*** Document segment Section Begins ***

Some vulnerabilities do not even require scripts to run, for example the
recent WMF vulnerability can execute on viewing the graphic.  Another
method uses mime to compromise the mail host.

There is a worm (Nyxem_e) currently making the rounds that executes in
MIME (mail) format, no clicking or graphics required.

Every plug-in (such as macromedia, quicktime, media player etc) allows
more code types to run within the browser, thereby expanding exploit

Some methods to compromise a system require a series of code to run to
break down the system defenses, these are layered threats and have a
much higher probability of evading antivirus or other defenses.

I know of no single site that defines all of the methods that might be
used to access/compromise a system.  New methods are seen almost daily.

Understanding that running any untrusted code on the local machine opens
the exploit window.  Allowing some code varieties (activeX comes to
mind) is more dangerous (generally) than, for example, java scripting.

Email clients that allow code to run within the email when opened
(outlook express) is "generally" more dangerous than clients which do
not run scripts.

*** Document segment Section Ends ***
*** Given entries Section Begins ***

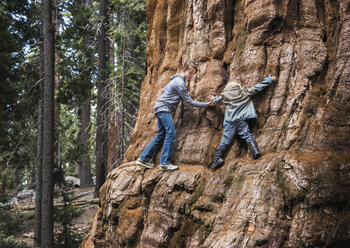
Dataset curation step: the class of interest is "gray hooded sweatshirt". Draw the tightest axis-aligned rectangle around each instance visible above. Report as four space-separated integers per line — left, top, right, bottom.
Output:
154 74 208 113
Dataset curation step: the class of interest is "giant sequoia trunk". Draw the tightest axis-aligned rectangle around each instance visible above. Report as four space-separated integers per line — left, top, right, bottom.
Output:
82 0 350 247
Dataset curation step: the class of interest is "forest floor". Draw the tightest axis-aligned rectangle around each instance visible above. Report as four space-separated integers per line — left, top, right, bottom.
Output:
15 187 98 246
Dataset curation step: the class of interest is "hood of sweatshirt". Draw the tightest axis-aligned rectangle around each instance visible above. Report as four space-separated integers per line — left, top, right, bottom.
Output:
170 74 185 82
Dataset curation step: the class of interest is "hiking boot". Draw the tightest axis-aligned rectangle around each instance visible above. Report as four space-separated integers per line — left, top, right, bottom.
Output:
209 148 224 171
136 158 155 169
160 164 179 171
247 140 261 160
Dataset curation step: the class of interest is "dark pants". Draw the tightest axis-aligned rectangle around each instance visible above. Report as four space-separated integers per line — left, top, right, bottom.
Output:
218 120 255 151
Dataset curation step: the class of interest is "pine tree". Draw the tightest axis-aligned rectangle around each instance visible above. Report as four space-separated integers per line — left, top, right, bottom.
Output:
41 0 55 247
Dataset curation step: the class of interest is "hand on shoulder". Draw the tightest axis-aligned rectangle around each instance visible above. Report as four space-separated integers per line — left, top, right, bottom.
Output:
269 74 277 82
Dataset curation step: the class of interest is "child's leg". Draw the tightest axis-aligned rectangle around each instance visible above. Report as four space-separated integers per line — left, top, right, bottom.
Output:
218 123 237 151
158 112 176 165
140 115 165 162
237 121 261 160
209 123 237 170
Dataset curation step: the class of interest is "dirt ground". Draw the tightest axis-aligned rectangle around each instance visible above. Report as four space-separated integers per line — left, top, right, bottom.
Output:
15 187 98 246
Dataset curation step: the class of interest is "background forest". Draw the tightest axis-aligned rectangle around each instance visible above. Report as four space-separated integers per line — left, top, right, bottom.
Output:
0 0 147 247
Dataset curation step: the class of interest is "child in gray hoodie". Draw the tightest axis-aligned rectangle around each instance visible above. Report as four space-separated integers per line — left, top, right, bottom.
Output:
209 75 276 170
136 60 214 171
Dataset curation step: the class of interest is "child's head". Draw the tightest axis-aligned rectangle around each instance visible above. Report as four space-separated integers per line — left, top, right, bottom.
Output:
224 81 239 90
184 60 198 80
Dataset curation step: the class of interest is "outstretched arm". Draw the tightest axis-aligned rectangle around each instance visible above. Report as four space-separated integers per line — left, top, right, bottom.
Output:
245 75 277 96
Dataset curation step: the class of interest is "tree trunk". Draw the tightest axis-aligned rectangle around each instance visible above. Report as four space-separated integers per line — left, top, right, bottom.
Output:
34 76 44 247
79 99 92 188
34 5 44 248
41 0 55 247
95 0 108 196
107 17 121 172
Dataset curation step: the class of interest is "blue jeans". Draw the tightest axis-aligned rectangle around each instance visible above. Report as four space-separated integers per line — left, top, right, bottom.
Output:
218 120 255 151
140 112 176 164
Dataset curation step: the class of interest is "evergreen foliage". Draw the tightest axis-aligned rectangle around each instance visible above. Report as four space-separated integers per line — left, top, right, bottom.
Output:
54 189 86 248
0 0 147 244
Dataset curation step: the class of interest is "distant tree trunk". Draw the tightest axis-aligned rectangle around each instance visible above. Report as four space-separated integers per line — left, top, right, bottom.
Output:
34 7 44 248
95 0 108 197
52 1 64 188
41 0 55 247
107 17 121 172
79 97 92 188
34 56 44 247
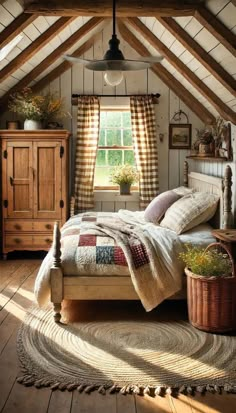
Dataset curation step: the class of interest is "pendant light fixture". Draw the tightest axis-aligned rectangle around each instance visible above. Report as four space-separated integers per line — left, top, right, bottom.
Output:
64 0 163 86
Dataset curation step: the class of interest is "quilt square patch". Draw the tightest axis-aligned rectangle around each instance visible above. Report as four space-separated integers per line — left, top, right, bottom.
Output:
82 217 97 222
114 246 128 267
78 234 96 247
96 246 114 264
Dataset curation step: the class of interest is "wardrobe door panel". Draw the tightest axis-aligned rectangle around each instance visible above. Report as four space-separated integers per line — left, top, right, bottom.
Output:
33 141 62 219
6 142 33 218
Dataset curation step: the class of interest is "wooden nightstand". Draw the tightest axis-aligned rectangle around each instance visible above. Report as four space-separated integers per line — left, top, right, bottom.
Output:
212 229 236 263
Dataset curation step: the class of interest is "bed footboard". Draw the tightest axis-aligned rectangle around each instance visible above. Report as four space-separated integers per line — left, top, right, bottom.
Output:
50 222 63 323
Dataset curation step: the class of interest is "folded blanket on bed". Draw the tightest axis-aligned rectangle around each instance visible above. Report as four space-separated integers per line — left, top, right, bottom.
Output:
35 211 183 311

*** Given entries Section Ends ***

**Work item A**: In the text on computer security vulnerabilities, which worm executes in MIME (mail) format without clicking or graphics?
**Work item B**: Pick up the text on computer security vulnerabilities right after its final sentence and carry it forward.

**Exercise response A**: Nyxem_e

**Exercise response B**:
Typically I do not run scripts of any sort in my browser unless the site
I am visiting requires scripts and my need is greater than my concern
for security, in which case I allow only the activity required for the
site in question and turn off scripting functionalities once they are no
longer required.  Just because the script is being run from, for example
Yahoo, does not mean the code is safe to run.  Trust no one.

Downloading files from the net and installing programs be it games
toolbars or other code is extremely dangerous unless you are sure of the
code source.

Some very good reading can be found in the SANS reading room.  SANS does
a reasonable job keeping abreast of the compromise de' jour (handlers
diary).  The SANS site is: (note link to reading
room on top menu on page)

Looking at vulnerabilities in commercial/production software I
frequently use /

Both these sites support RSS which is useful to stay appraised of
on-going threats on a regular basis. has a number of topics that are good reading.  While
this is not generally considered a "computer" site, they have a number
of articles and papers that address various threats.

This is a start, I am curious to see other folks advice on your
question.  I hope to find a good single answer.


Re: Malicious programs that are installed via HTML.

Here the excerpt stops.